▶ [CONSIGNE A]
Recopiez les lignes de la liste, de celle qui contient « locate white sign » jusqu'à la fin de la liste, en augmentant de 30 chacune des coordonnées des points. Les autres lignes restent identiques.
---- EXTRAIT FOURNI
Archives mensuelles : novembre 2025

Début novembre 2025

Journal hebdomadaire de la nature autour, promenade, branche dessus, branche dessous, avec le grand dehors

Une semaine de temps sec, bien souvent de temps beau. Alors chez les fleurettes on tire sur la ficelle. Enfin de la bourrache au milieu du jardin, elle profite sûrement de la place laissée libre par les autres plus frileuses. Ses tiges et ses boutons recouverts de poils drus, des poils adolescents encore bien espacés, mais déjà presque blancs dans le soleil du matin. Bientôt au bout de chaque tige s’ouvrira en très grand un sourire de baleine pour laisser venir au jour une fleur aux coins pointus entre violet et bleu. En y regardant bien on trouvera encore une tache de couleur dans le tout vert de l’herbe toujours fauchée, broutée et anonymisée par un été entier à se faire couper courte, alors on apprécie le pissenlit, le trèfle, ou les fragiles clochettes des douces campanules. Mais leurs jours sont comptés maintenant que les brebis se rapprochent de l’étable pour profiter encore des derniers déjeuners qu’elles prendront là sur l’herbe avant le long hiver entre leurs quatre murs à manger du foin sec et de l’eau du robinet.
--------
---- EXTRAITS DE DONNÉES
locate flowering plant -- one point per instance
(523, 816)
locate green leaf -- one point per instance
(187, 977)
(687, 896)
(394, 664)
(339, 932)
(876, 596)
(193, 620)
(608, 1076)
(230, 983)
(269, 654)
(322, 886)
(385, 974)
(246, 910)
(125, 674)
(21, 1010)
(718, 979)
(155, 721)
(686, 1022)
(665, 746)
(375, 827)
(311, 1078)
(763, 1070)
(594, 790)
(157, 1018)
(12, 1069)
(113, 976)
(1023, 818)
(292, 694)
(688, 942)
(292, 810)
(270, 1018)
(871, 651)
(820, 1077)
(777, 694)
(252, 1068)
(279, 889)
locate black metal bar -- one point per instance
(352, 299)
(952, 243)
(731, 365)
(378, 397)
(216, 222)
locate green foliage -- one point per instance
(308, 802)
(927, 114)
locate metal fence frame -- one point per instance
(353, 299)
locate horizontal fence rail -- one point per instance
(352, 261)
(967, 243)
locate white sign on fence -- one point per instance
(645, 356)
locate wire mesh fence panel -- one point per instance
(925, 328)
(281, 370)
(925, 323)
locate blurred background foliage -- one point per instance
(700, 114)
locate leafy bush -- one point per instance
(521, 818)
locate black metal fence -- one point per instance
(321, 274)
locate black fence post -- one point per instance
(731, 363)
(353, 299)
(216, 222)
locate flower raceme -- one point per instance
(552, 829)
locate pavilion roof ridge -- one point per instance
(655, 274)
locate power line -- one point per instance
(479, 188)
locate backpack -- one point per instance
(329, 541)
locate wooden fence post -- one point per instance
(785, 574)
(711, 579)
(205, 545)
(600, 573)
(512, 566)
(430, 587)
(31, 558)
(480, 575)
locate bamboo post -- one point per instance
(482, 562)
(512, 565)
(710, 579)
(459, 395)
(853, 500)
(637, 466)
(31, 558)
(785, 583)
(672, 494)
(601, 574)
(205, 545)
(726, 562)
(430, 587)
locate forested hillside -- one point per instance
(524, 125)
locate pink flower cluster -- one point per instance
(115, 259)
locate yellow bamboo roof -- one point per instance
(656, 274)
--------
▶ [CONSIGNE B]
Selon l'extrait fourni, quelle plante pousse enfin au milieu du jardin ?

▶ [RÉSULTAT A]
locate white sign on fence -- one point per instance
(675, 386)
locate wire mesh fence panel -- one point per instance
(955, 358)
(311, 400)
(955, 353)
locate blurred background foliage -- one point per instance
(730, 144)
locate leafy bush -- one point per instance
(551, 848)
locate black metal fence -- one point per instance
(351, 304)
locate black fence post -- one point per instance
(761, 393)
(383, 329)
(246, 252)
locate flower raceme -- one point per instance
(582, 859)
locate pavilion roof ridge -- one point per instance
(685, 304)
locate power line -- one point per instance
(509, 218)
locate backpack -- one point per instance
(359, 571)
locate wooden fence post -- one point per instance
(815, 604)
(741, 609)
(235, 575)
(630, 603)
(542, 596)
(460, 617)
(61, 588)
(510, 605)
locate bamboo post -- one point per instance
(512, 592)
(542, 595)
(740, 609)
(489, 425)
(883, 530)
(667, 496)
(61, 588)
(815, 613)
(702, 524)
(631, 604)
(235, 575)
(756, 592)
(460, 617)
locate forested hillside -- one point per instance
(554, 155)
locate pink flower cluster -- one point per instance
(145, 289)
locate yellow bamboo roof -- one point per instance
(686, 304)

▶ [RÉSULTAT B]
De la bourrache.